*Task*:
Output each entry below as it stands, leaving out every picture.

::: Records for the task :::

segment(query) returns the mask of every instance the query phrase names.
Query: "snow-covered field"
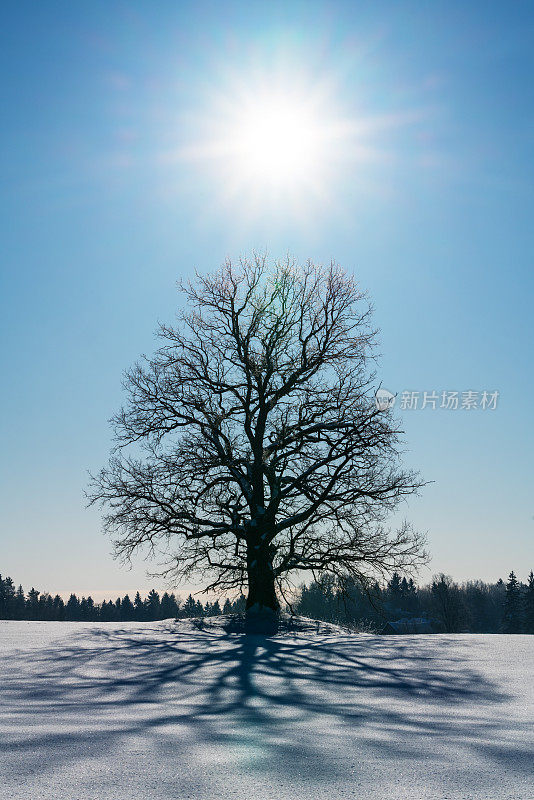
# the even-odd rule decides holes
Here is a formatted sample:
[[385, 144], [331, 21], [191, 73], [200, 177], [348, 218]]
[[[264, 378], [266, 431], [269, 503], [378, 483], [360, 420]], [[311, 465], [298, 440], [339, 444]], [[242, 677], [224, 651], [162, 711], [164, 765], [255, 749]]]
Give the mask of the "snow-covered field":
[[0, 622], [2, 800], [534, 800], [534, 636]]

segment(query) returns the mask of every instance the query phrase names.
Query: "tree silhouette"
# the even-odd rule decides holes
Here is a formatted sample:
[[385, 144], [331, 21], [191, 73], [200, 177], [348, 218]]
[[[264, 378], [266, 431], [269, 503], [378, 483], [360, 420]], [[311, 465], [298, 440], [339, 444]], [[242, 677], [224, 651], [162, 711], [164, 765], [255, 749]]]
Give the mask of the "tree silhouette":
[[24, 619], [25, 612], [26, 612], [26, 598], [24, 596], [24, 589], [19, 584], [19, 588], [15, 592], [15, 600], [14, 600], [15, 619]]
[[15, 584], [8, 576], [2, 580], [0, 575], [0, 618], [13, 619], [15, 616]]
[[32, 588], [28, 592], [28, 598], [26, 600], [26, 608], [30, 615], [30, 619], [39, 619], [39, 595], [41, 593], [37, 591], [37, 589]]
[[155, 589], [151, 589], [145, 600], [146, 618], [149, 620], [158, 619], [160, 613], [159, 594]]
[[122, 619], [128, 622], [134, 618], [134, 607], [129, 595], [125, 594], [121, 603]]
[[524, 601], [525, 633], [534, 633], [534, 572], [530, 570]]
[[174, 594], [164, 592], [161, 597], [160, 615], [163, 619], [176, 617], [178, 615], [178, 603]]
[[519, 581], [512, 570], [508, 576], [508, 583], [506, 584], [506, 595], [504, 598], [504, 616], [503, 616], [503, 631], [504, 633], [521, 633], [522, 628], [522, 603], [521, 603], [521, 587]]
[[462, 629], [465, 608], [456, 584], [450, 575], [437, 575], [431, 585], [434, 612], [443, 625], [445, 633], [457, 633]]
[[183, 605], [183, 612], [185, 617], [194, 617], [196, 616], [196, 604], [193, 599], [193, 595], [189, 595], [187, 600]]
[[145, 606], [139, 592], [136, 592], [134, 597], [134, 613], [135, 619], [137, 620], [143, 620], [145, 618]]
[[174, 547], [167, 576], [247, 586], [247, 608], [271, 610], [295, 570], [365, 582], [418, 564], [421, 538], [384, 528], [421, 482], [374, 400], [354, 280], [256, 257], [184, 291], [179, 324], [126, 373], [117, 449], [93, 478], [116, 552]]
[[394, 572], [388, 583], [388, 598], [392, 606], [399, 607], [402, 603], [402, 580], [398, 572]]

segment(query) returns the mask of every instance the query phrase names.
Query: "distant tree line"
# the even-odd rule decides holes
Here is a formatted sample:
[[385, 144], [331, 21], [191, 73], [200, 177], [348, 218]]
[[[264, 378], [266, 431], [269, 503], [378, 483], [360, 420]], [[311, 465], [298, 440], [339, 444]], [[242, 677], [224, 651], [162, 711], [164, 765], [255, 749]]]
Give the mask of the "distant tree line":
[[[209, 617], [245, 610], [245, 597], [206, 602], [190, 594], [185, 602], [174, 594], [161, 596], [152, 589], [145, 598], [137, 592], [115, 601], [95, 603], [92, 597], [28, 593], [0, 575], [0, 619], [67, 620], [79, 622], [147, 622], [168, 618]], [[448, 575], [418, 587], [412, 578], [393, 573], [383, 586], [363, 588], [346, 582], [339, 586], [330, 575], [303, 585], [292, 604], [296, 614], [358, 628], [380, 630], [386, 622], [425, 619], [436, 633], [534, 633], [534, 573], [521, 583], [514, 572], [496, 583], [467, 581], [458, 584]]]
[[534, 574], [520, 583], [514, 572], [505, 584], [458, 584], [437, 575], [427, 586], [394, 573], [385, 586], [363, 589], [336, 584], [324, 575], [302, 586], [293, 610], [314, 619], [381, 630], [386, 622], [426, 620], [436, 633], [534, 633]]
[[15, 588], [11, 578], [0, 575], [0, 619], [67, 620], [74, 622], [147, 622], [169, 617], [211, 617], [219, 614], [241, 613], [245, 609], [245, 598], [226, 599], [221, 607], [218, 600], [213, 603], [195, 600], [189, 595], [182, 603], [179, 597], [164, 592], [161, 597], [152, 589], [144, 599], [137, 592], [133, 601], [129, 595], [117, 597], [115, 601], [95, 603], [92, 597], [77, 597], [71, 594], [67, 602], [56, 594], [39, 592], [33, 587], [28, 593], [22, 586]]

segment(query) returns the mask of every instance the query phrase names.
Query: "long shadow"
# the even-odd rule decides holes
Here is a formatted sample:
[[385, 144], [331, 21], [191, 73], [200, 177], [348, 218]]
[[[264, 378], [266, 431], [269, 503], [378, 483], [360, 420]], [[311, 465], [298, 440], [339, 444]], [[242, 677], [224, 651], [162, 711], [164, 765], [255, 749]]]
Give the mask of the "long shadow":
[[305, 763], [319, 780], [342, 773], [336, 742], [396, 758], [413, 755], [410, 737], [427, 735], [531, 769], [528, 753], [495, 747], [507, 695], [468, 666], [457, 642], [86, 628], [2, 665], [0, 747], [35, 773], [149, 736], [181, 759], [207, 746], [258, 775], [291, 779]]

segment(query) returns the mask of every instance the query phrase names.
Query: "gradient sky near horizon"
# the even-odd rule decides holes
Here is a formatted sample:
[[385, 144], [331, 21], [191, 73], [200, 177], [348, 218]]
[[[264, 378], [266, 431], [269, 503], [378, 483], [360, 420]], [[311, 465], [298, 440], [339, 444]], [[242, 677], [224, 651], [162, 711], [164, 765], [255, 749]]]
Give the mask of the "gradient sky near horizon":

:::

*Exercise answer*:
segment(query) returns the mask of every instance the query phrase names.
Query: "snow-covered field"
# the even-odd rule decides holes
Here is a formatted sample:
[[385, 144], [331, 21], [191, 73], [200, 177], [348, 218]]
[[[264, 378], [266, 431], [269, 503], [378, 483], [360, 420]], [[311, 465], [298, 440], [339, 444]], [[242, 677], [224, 651], [162, 711], [164, 765], [255, 749]]]
Give the mask of the "snow-covered field":
[[0, 622], [2, 800], [534, 800], [534, 636]]

segment(query) returns the mask of every instance the query phrase names.
Query: "tree silhouette"
# the even-odd rule decides holes
Here is a formatted sample:
[[385, 144], [331, 21], [191, 73], [200, 177], [348, 218]]
[[[264, 378], [266, 431], [269, 503], [378, 483], [360, 420]], [[311, 465], [298, 440], [339, 444]], [[242, 677], [224, 651], [162, 711], [164, 765], [255, 749]]]
Give the mask of the "tree silhouette":
[[24, 619], [25, 612], [26, 612], [26, 598], [24, 596], [24, 589], [19, 584], [19, 588], [15, 592], [15, 600], [14, 600], [15, 619]]
[[15, 584], [8, 576], [2, 580], [0, 575], [0, 618], [13, 619], [15, 616]]
[[32, 588], [28, 592], [28, 598], [26, 600], [26, 608], [30, 615], [30, 619], [39, 619], [39, 595], [41, 593], [37, 591], [37, 589]]
[[155, 589], [151, 589], [145, 600], [146, 618], [149, 620], [158, 619], [160, 613], [159, 594]]
[[122, 619], [128, 622], [134, 618], [134, 607], [129, 595], [125, 594], [121, 603]]
[[524, 601], [525, 633], [534, 633], [534, 572], [530, 570]]
[[174, 594], [164, 592], [161, 597], [160, 615], [163, 619], [176, 617], [178, 615], [178, 603]]
[[519, 581], [512, 570], [508, 576], [508, 583], [506, 584], [506, 595], [504, 598], [504, 616], [503, 616], [503, 631], [504, 633], [521, 633], [522, 628], [522, 603], [521, 603], [521, 587]]
[[462, 629], [465, 608], [456, 584], [450, 575], [437, 575], [431, 585], [434, 612], [443, 625], [445, 633], [457, 633]]
[[183, 605], [183, 612], [185, 617], [194, 617], [196, 616], [196, 604], [193, 599], [193, 595], [189, 595], [187, 600]]
[[145, 606], [139, 592], [136, 592], [134, 597], [134, 613], [135, 619], [137, 620], [143, 620], [145, 618]]
[[174, 547], [167, 576], [247, 586], [247, 608], [271, 610], [295, 570], [365, 582], [418, 564], [421, 538], [384, 528], [421, 482], [374, 400], [354, 280], [256, 257], [184, 291], [179, 324], [126, 373], [117, 449], [93, 478], [116, 552]]
[[394, 572], [388, 583], [388, 598], [392, 606], [399, 607], [402, 603], [402, 580], [398, 572]]

segment(query) returns the mask of every instance the query phrase names.
Query: "distant tree line"
# the even-odd rule decides holes
Here is a formatted sample:
[[385, 144], [331, 21], [191, 73], [200, 177], [348, 218]]
[[[264, 378], [266, 431], [269, 503], [378, 483], [360, 420]], [[311, 465], [298, 440], [339, 444]], [[242, 677], [224, 651], [162, 711], [164, 765], [255, 749]]]
Give the mask of the "distant tree line":
[[[209, 617], [245, 610], [245, 597], [206, 602], [190, 594], [185, 602], [174, 594], [161, 596], [152, 589], [145, 598], [137, 592], [115, 601], [95, 603], [92, 597], [28, 593], [0, 575], [0, 619], [67, 620], [79, 622], [147, 622], [168, 618]], [[448, 575], [418, 587], [412, 578], [393, 573], [383, 586], [363, 588], [346, 582], [339, 586], [330, 575], [303, 585], [292, 604], [296, 614], [358, 628], [380, 630], [386, 622], [425, 619], [436, 633], [534, 633], [534, 573], [521, 583], [514, 572], [496, 583], [467, 581], [458, 584]]]
[[534, 574], [520, 583], [514, 572], [505, 584], [458, 584], [437, 575], [427, 586], [394, 573], [385, 586], [363, 589], [336, 584], [324, 575], [302, 586], [293, 610], [314, 619], [381, 630], [386, 622], [426, 620], [436, 633], [534, 633]]
[[15, 588], [11, 578], [0, 575], [0, 619], [67, 620], [74, 622], [147, 622], [169, 617], [211, 617], [219, 614], [241, 613], [245, 609], [245, 598], [226, 599], [221, 607], [218, 600], [213, 603], [195, 600], [189, 595], [182, 603], [179, 597], [164, 592], [161, 597], [152, 589], [144, 599], [137, 592], [133, 601], [129, 595], [117, 597], [115, 601], [95, 603], [92, 597], [77, 597], [71, 594], [67, 602], [56, 594], [39, 592], [33, 587], [28, 593], [22, 586]]

segment(query) returns the mask of every instance the query phrase names.
Query: "long shadow"
# the even-odd rule decides holes
Here is a formatted sample:
[[385, 144], [331, 21], [191, 73], [200, 177], [348, 218]]
[[[264, 378], [266, 431], [269, 503], [378, 483], [360, 420]], [[311, 465], [298, 440], [339, 444]], [[242, 677], [224, 651], [162, 711], [164, 765], [255, 749]]]
Give the mask of the "long shadow":
[[305, 763], [319, 780], [342, 773], [336, 742], [396, 758], [413, 755], [410, 737], [427, 735], [531, 769], [528, 753], [495, 747], [507, 695], [468, 666], [457, 642], [86, 628], [2, 665], [0, 747], [35, 773], [149, 736], [181, 759], [207, 746], [258, 775], [291, 779]]

segment(query) returns the mask of every instance the query phrase names.
Query: "gradient sky near horizon"
# the even-odd rule decides holes
Here is a formatted sample:
[[385, 144], [331, 21], [191, 73], [200, 177], [348, 218]]
[[[264, 378], [266, 431], [269, 503], [378, 483], [360, 420]], [[311, 465], [298, 440], [339, 444]], [[242, 677], [224, 651], [162, 711], [164, 765], [255, 749]]]
Give the mask of the "gradient sky near horizon":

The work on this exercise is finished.